TASK TO CARRY OUT
Arrange the lines below into a Markdown table with two columns, "No." for the row number and "Line" for the text of each line, skipping any blank lines.

Dataset entries
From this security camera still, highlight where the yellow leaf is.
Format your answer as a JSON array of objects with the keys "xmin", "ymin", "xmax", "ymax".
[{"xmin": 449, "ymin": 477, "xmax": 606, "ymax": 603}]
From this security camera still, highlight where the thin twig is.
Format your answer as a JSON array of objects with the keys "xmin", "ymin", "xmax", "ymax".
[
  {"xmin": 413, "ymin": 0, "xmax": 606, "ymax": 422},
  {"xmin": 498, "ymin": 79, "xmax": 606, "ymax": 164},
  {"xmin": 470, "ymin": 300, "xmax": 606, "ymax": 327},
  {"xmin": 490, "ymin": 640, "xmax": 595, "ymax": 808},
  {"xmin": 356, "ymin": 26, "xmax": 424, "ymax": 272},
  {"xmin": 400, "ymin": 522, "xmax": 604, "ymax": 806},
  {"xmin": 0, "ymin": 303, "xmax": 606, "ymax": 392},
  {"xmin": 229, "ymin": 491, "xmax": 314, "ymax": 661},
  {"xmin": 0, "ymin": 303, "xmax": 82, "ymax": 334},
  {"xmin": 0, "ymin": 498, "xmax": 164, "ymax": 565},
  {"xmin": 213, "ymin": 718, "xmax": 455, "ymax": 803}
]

IN RESPONSE
| No. | Line |
|---|---|
| 1 | From this security camera still, highlight where the yellow leaf is. |
| 2 | Format your answer as a JSON array of objects with the keys "xmin", "ymin", "xmax", "ymax". |
| 3 | [{"xmin": 449, "ymin": 477, "xmax": 606, "ymax": 603}] |
| 4 | From this security camera still, highlight where the thin twig is. |
| 5 | Format your answer as a JSON array of objects with the keys "xmin", "ymin", "xmax", "ymax". |
| 6 | [ |
| 7 |   {"xmin": 413, "ymin": 0, "xmax": 606, "ymax": 422}, |
| 8 |   {"xmin": 498, "ymin": 79, "xmax": 606, "ymax": 164}, |
| 9 |   {"xmin": 470, "ymin": 300, "xmax": 606, "ymax": 327}, |
| 10 |   {"xmin": 490, "ymin": 640, "xmax": 595, "ymax": 808}, |
| 11 |   {"xmin": 356, "ymin": 26, "xmax": 424, "ymax": 272}, |
| 12 |   {"xmin": 400, "ymin": 522, "xmax": 604, "ymax": 806}, |
| 13 |   {"xmin": 0, "ymin": 303, "xmax": 606, "ymax": 392}, |
| 14 |   {"xmin": 229, "ymin": 491, "xmax": 314, "ymax": 661}, |
| 15 |   {"xmin": 0, "ymin": 303, "xmax": 82, "ymax": 334}, |
| 16 |   {"xmin": 0, "ymin": 498, "xmax": 164, "ymax": 565}, |
| 17 |   {"xmin": 213, "ymin": 718, "xmax": 455, "ymax": 803} |
| 18 | ] |